─── MATERIAL TO PROCESS ───
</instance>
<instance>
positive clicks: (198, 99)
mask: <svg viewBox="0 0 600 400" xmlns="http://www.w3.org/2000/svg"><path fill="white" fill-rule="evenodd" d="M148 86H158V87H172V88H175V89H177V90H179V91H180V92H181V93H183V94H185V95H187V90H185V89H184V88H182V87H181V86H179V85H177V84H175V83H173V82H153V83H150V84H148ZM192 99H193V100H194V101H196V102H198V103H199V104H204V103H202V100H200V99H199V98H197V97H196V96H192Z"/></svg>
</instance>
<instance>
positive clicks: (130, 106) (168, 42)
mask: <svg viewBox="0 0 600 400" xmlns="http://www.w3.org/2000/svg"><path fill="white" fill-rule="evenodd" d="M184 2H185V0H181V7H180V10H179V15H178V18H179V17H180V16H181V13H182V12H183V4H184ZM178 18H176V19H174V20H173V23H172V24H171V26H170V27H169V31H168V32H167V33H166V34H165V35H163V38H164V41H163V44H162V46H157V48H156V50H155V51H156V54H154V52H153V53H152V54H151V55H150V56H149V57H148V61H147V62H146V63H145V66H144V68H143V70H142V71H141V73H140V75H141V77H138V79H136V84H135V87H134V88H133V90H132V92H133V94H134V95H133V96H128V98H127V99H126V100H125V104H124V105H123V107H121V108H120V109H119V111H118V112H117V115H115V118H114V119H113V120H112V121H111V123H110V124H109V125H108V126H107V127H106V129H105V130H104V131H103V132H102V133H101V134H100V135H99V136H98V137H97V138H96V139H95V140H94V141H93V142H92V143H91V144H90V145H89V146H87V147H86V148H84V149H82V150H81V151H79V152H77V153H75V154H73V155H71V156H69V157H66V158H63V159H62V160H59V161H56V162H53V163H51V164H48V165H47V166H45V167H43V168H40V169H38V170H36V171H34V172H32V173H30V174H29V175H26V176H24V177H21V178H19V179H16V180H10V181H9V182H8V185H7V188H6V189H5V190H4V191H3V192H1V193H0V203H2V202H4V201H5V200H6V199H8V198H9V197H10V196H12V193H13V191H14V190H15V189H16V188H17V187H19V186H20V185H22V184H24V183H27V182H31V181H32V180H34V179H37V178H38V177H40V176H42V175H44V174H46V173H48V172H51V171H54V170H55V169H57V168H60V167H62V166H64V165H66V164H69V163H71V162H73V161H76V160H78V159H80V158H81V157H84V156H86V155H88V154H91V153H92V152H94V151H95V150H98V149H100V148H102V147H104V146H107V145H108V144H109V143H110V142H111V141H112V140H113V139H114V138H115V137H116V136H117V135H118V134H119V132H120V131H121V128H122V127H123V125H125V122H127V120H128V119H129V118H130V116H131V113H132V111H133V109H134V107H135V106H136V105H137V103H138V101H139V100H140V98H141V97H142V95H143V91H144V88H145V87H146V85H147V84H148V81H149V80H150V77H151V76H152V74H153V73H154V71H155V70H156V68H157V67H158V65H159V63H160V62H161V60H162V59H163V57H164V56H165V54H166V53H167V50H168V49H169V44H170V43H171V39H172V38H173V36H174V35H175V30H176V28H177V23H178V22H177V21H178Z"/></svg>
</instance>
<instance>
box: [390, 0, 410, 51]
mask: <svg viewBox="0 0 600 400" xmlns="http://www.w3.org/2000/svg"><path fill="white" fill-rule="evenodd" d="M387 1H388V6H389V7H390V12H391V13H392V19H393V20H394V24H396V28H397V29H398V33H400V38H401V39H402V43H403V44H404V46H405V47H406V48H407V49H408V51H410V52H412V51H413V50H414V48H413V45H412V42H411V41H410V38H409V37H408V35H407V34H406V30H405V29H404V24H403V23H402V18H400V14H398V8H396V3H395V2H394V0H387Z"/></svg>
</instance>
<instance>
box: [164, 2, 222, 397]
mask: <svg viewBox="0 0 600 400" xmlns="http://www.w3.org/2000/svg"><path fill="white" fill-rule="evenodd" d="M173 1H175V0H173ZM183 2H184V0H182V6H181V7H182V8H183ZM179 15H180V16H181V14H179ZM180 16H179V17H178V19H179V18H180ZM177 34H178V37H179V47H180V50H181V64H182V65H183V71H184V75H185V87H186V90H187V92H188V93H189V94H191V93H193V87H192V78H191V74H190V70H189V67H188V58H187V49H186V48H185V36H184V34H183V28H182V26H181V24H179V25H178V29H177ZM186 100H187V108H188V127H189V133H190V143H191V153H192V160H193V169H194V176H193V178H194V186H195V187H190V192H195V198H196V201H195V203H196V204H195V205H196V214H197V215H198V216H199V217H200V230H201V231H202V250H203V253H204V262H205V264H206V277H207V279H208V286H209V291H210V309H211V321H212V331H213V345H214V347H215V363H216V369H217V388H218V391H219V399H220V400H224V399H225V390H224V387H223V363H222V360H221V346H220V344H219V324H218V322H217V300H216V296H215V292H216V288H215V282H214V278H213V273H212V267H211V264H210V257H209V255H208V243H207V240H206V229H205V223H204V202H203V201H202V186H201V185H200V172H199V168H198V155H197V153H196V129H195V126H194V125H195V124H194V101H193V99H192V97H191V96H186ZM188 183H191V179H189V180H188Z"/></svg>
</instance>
───
─── MATERIAL TO PROCESS ───
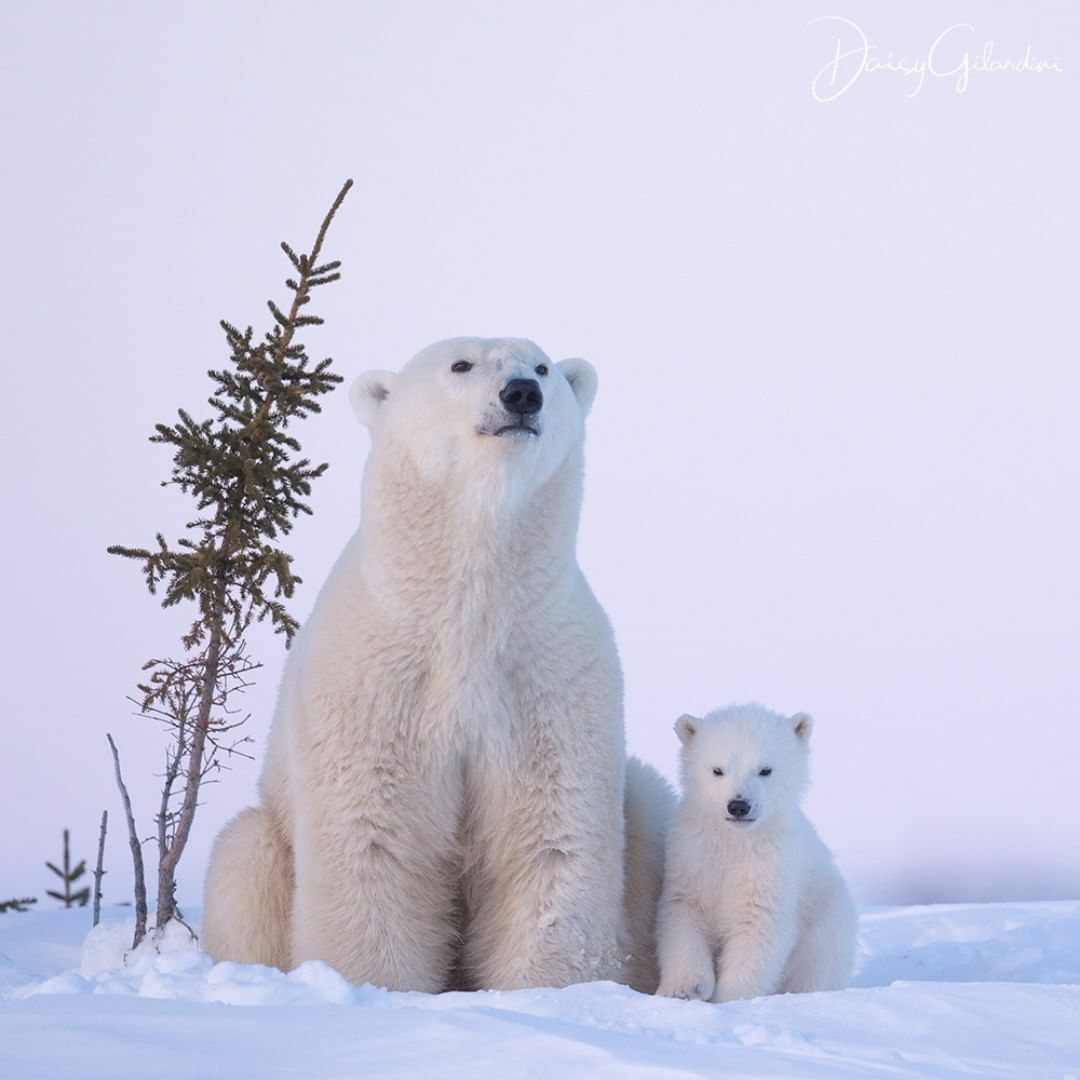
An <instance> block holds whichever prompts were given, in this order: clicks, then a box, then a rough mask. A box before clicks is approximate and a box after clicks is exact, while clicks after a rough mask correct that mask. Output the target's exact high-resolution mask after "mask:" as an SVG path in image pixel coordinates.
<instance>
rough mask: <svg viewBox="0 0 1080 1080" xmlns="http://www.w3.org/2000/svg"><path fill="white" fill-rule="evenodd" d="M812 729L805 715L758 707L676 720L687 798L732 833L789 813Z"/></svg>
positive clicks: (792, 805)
───
**REQUIREMENT**. A single number is expected: how many lines of the data hold the string "rough".

**OUTPUT BELOW**. 2